→ **TEXT**:

#####

Instead, Mendel noted, these patterns could be more easily explained if heredity were controlled by the transmission of just a few physical particles from one generation to the next. And, he observed that the regular ratios he obtained suggested very strongly that each adult carried at most two different types of such particles for any given attribute (like flower color or seed shape) and that each parent transmitted precisely one copy of one of these particles to each offspring.

Mendel also made another very important observation — he noted that two plants might have identical external attributes yet possess fundamental differences in their hereditary material. For example, he observed that throughout his two years of preliminary testing every round seeded plant that he had allowed to self fertilize had bred true (i.e., produced only round seeded progeny), whereas all of the round seeded plants in the F1 from his cross of round by wrinkled failed to breed true, despite the fact that the F1 round seeded plants were physically indistinguishable from the parental P round seeded plants. This notion — that a logical and physical distinction must be made between an organism's external attributes and its internal hereditary material — is original with Mendel and it is fundamental to an understanding of genetics. You will encounter it over and over again throughout the text.

Mendel's reasoning can perhaps be better appreciated when it is expressed as a set of postulates:

1.Heredity is determined by PARTICULATE INHERITANCE. That is, the external attributes of organisms are controlled by particles called (by Mendel) factors.

2.Hereditary particles occur, in any adult organism, in pairs (one pair for each external attribute to be controlled), so that, for a given attribute, adult organisms either carry all of one kind of factor or equal numbers of two different kinds of factors

3.When an organism produces gametes (eggs or sperm), a copy of only one member of each pair is placed into any given gamete. Furthermore, this placement is at random. Thus, if an adult organism carries matched pairs of factors for a given attribute, the organism will produce only gametes carrying that one kind of factor (i.e., the organism will be true breeding). However, if the organism carries unmatched pairs of factors, the organism will produce equal numbers of two different kinds of gametes — the first carrying one type of factor and the second the other.

4.The union of the gametes is random with respect to the hereditary factors that they are carrying.

5.When the gametes combine in fertilization, the newly produced individual begins life with a single pair of factors for each attribute (one member of the pair being supplied by each parent).

6.In affecting the outward appearance of the organism, some factors are DOMINANT and others are RECESSIVE. Specifically, in a monohybrid cross the factor that controls the attribute that appears in the F1 is said to be dominant to the factor that controls the attribute that disappears in the F1. The factor that controls the attribute that disappears is said to be recessive. (This point will become clearer as we continue.)

If you examine these six postulates carefully, you will note that they fall into two distinct logical categories. The first five postulates give a set of rules governing the assortment of the hereditary factors, whereas the sixth gives a rule governing the relationship of an individual's factor makeup and its external appearance. The rules governing the assortment of factors have proved to be quite accurate and have not required much change or modification. Although the sixth rule is accurate in many cases, many situations have been found in which it has proved to be either too simplistic or even inaccurate. Some of these will be discussed in the next chapter.

#####

→ **ENTRIES PROVIDED**:
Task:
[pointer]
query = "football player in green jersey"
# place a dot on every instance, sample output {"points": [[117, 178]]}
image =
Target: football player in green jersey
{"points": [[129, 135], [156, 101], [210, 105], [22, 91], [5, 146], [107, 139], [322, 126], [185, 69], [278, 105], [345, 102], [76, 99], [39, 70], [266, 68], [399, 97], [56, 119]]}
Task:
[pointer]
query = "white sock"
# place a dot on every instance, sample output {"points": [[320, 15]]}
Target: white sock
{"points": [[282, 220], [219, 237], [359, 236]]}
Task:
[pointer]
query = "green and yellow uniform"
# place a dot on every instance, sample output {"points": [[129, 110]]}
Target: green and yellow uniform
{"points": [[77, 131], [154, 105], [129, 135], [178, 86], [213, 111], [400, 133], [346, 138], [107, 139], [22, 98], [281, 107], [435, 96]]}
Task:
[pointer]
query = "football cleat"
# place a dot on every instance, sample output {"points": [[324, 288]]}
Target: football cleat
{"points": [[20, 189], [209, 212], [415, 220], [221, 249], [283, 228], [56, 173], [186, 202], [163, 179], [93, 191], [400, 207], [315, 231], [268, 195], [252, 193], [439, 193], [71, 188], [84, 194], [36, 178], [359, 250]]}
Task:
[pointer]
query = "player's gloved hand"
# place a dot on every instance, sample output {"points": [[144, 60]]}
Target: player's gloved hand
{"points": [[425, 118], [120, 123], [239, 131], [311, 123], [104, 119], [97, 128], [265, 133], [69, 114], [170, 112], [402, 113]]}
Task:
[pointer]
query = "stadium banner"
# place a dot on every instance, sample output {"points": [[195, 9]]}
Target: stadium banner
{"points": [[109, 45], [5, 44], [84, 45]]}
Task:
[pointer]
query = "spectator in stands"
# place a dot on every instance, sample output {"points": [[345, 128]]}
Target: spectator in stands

#####

→ **COMPLETE THE FOLLOWING**:
1: In the passage on Mendel's postulates, what did Mendel call the particles that control an organism's external attributes?
2: Continue the passage on Mendel's postulates from the end of its final paragraph.

→ **EXPECTED RESULTS**:
1: Factors.

2:
Mendel's entire model can be illustrated with a generalized symbolic representation, with letters standing for factors such that an upper case letter indicates a dominant factor and a lower case letter indicates a recessive factor, as in Figure 4.

monohybrid results, symbolically

Figure 4. Mendel's theories can be represented symbolically, with the true-breeding parental organisms shown as possessing a matched pair of factors, whereas the non-true-breeding F1 organisms are shown as possessing an unmatched pair of factors. A symbolic representation shows that the 3:1 ratio of external attributes in the F2 is actually based on an underlying 1:2:1 ratio of organisms with different sets of factors.

You should examine Figure 4 carefully and you should compare it with Figure 3 and the list of Mendel's postulates to convince yourself of the accuracy of the representation. (The use of symbolic representation is widespread in genetics and you must acquire a thorough appreciation of this approach as quickly as possible.) Notice, for example, that the parental organisms are represented as AA and aa to indicate their true breeding status, and that as a result of having matched pairs of factors they can each produce only one kind of gamete. Since the F1 individuals are all produced by the union of one of each of these different gametes, the F1 are all indicated as having unmatched pairs of factors. According to the rule of dominance, the F1 are expected to have the same external appearance as the parental AA individuals, even though the F1 individuals have Aa sets of factors. And, because the F1 have Aa sets, they produce two different kinds of gametes in equal frequencies. Then, the random union of these different kinds of gametes yields F2 individuals, in a 1:2:1 ratio, with AA, Aa, and aa sets of factors. An explanation of why the random union of the F1 gametes should give this distribution in the F2 is given in the PUNNETT SQUARE of Figure 5. Punnett squares (named after their inventor — R. C. Punnett) are useful devices for calculating probability and frequency distributions (cf. Chapter 5).

monohybrid results in a punnett squate

Figure 5. A Punnett square showing the systematic combination of all possible pairs of gametes produced by two individuals carrying an Aa set of hereditary factors. The fractions next to the gamete designations indicate the proportion of gametes carrying that factor, and the fractions next to the combination designations indicate the fraction of combinations carrying that pair of factors. Note that the combination Aa occurs in two of the cells in the square (Aa and aA are interchangeable) and that therefore the overall combinations and their associated fractions are 1/4 AA, 1/2 Aa, and 1/4 aa.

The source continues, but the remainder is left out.